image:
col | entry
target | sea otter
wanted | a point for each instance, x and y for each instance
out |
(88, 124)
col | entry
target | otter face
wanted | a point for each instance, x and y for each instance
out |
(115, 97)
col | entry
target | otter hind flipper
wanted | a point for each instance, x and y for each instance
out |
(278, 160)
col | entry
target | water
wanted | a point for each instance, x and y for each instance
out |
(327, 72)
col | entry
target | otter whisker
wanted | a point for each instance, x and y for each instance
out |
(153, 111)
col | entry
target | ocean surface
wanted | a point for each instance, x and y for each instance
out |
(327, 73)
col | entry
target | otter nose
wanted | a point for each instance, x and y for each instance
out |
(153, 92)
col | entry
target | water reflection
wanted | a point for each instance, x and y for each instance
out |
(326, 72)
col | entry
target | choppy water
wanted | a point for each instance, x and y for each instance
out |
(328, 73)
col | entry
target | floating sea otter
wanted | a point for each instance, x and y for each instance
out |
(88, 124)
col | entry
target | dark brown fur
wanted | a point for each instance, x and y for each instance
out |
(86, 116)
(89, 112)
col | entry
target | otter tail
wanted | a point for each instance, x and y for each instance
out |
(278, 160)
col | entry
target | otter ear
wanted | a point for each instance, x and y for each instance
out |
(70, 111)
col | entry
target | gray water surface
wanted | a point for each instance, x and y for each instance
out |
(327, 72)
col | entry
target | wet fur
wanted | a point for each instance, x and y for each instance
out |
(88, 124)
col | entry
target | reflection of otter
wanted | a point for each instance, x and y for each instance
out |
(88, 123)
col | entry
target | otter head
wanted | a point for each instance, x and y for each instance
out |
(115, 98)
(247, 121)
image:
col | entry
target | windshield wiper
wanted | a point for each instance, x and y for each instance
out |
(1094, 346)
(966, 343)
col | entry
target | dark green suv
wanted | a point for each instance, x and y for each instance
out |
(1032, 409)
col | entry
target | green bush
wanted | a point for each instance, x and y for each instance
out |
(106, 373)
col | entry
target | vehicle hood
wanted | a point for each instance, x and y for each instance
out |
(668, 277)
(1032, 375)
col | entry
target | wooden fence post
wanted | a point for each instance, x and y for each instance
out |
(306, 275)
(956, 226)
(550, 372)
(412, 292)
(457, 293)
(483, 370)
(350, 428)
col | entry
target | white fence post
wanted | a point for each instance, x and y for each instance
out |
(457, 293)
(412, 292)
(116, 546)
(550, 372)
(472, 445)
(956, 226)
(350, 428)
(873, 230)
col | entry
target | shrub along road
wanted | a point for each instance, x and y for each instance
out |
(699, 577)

────

- TASK DETAILS: Using the material above, please reproduce each line exactly.

- ANSWER TO THE EXERCISE:
image:
col | entry
target | sea otter
wanted | a point for each instance, x and y for each instance
out |
(88, 124)
col | entry
target | otter face
wanted | a point for each instance, x and y for each instance
out |
(115, 97)
col | entry
target | otter hind flipper
wanted | a point for each instance, x and y for each instance
out |
(278, 160)
col | entry
target | water
wanted | a point for each instance, x and y for each instance
out |
(327, 72)
col | entry
target | otter whisker
wanted | a point for each instance, x and y for each instance
out |
(153, 111)
col | entry
target | ocean surface
wanted | a point for each instance, x and y for each instance
out |
(327, 73)
col | entry
target | otter nose
wanted | a point for each instance, x and y for each instance
out |
(153, 92)
col | entry
target | water reflection
wanted | a point for each instance, x and y for each instance
out |
(326, 72)
col | entry
target | choppy water
wanted | a point for each instance, x and y for each instance
out |
(328, 73)
col | entry
target | floating sea otter
wanted | a point for each instance, x and y for each instance
out |
(88, 124)
col | entry
target | dark brown fur
wanted | a point for each instance, x and y for each instance
out |
(86, 116)
(89, 112)
col | entry
target | otter tail
wanted | a point for each instance, x and y for each instance
out |
(278, 160)
col | entry
target | otter ear
wanted | a point for each instance, x and y for each instance
out |
(70, 111)
col | entry
target | gray water surface
wanted | a point for each instance, x and y for each instance
out |
(327, 72)
col | entry
target | wet fur
wanted | a point for each instance, x and y for each instance
out |
(88, 124)
col | entry
target | reflection of otter
wanted | a point for each instance, x and y for each instance
out |
(88, 123)
col | entry
target | otter head
wanted | a point for each instance, x and y for each instance
out |
(115, 98)
(247, 121)
image:
col | entry
target | windshield wiper
wanted | a point for each instance, x and y for each instance
out |
(1094, 346)
(966, 343)
col | entry
target | dark green suv
wanted | a point for each instance, x and y for each instance
out |
(1032, 409)
col | entry
target | green bush
wanted | a point for each instance, x and y for each instance
out |
(106, 373)
col | entry
target | vehicle hood
wanted | a point for each instance, x and y for each instance
out |
(668, 277)
(1032, 375)
col | entry
target | wooden fence post
wanted | a point for each instance, x and y for each instance
out |
(306, 275)
(956, 226)
(550, 372)
(412, 292)
(457, 293)
(483, 370)
(350, 428)
col | entry
target | white fence post
wanted | a point for each instance, x and y for each instance
out |
(457, 293)
(412, 292)
(116, 546)
(550, 372)
(472, 445)
(956, 226)
(350, 428)
(873, 230)
col | entry
target | shrub along road
wanted | a point for each instance, x and y for each instance
out |
(699, 577)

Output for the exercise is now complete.